> Given data:
┏━━
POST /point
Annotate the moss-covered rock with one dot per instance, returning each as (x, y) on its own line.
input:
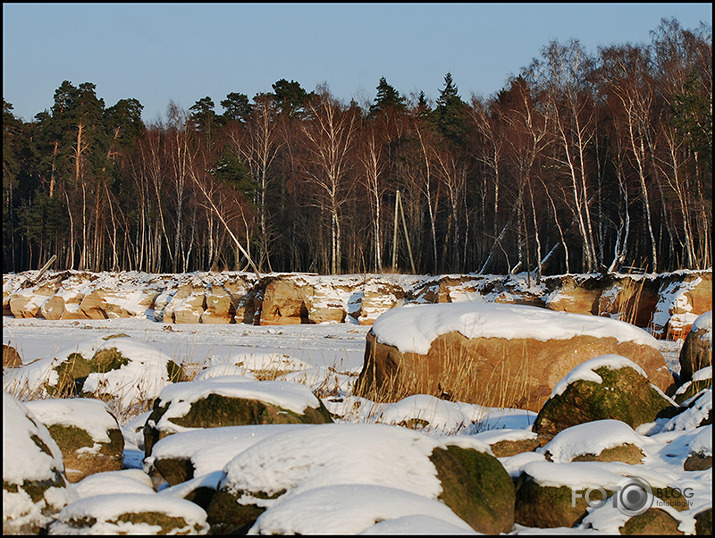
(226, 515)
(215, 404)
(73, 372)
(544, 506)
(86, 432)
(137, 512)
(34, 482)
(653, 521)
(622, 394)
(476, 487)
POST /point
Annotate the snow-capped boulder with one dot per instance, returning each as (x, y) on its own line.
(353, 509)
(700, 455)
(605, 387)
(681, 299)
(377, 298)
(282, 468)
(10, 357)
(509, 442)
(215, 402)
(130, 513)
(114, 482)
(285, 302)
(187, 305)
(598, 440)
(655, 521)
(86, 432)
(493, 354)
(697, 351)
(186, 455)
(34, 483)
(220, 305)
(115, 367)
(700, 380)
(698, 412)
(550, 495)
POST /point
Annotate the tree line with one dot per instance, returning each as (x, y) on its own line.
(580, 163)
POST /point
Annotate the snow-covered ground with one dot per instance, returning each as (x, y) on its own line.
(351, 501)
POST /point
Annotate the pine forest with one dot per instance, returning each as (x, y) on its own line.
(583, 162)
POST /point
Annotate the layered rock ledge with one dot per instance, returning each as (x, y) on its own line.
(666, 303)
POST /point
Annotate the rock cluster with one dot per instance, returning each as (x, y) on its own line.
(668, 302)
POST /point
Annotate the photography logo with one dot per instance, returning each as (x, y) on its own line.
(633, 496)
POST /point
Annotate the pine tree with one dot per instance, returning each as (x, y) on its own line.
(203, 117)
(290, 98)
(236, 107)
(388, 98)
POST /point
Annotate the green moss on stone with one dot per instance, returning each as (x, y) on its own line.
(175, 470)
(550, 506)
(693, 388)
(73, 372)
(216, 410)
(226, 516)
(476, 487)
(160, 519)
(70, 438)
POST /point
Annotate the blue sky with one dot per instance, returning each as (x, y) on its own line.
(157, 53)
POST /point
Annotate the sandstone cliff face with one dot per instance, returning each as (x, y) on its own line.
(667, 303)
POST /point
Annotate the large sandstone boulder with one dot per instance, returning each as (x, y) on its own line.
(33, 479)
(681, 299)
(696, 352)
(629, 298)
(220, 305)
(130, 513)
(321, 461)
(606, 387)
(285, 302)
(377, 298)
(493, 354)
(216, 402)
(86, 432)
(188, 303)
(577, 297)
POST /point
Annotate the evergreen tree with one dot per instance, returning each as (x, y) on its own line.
┗━━
┏━━
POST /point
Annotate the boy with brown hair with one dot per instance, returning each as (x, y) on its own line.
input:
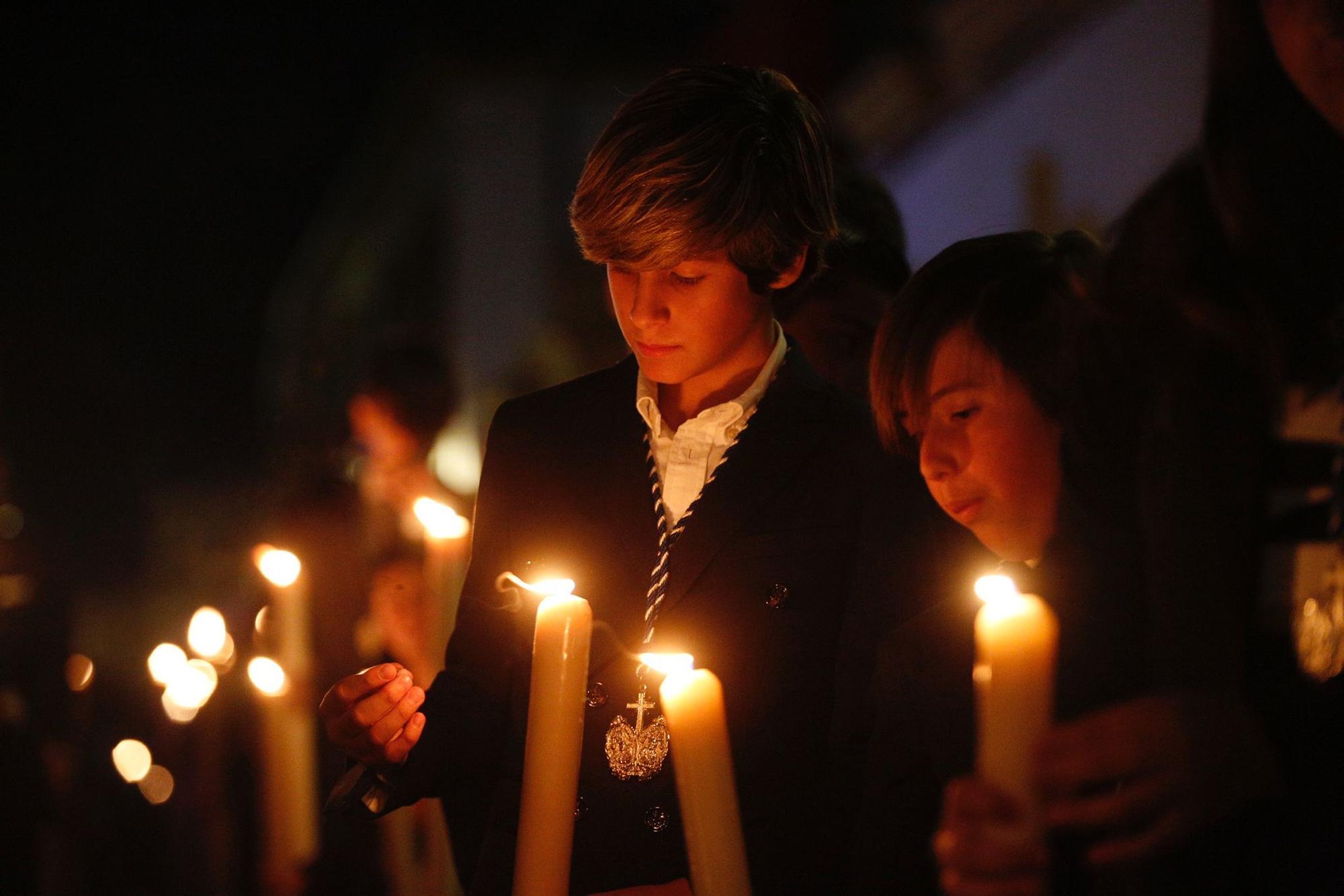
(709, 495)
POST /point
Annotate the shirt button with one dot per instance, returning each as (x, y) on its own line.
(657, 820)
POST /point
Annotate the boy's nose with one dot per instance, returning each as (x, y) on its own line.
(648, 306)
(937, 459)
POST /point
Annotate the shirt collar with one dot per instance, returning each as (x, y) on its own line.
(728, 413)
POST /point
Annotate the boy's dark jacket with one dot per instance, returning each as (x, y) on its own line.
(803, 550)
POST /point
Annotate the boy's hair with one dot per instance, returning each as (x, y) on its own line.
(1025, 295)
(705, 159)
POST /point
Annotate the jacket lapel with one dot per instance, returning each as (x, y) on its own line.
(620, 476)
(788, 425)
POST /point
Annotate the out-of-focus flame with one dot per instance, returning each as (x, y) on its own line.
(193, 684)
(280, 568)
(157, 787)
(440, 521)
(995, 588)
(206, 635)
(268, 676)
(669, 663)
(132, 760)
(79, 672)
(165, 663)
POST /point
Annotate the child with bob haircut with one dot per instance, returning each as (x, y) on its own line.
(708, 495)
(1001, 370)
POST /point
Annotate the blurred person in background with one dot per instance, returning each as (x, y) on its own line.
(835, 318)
┗━━
> Task requirements: In the listing above, locate the line containing "Annotate the sandstone" and the line containing "Annotate the evergreen". Transcribe those two lines and everything between them, exactly as written.

> Solved problem:
Annotate the sandstone cliff face with one dot per instance, returning each as (x, y) on its own line.
(667, 303)
POST /point
Annotate the large sandstone boulder with one dot per instance, returning each as (x, y) on its own line.
(33, 479)
(681, 299)
(696, 352)
(629, 298)
(220, 305)
(130, 513)
(321, 461)
(606, 387)
(285, 302)
(377, 298)
(493, 354)
(216, 402)
(86, 432)
(188, 303)
(577, 297)
POST /point
Annotate the evergreen tree with one dot per instance, returning each as (x, y) on its own line.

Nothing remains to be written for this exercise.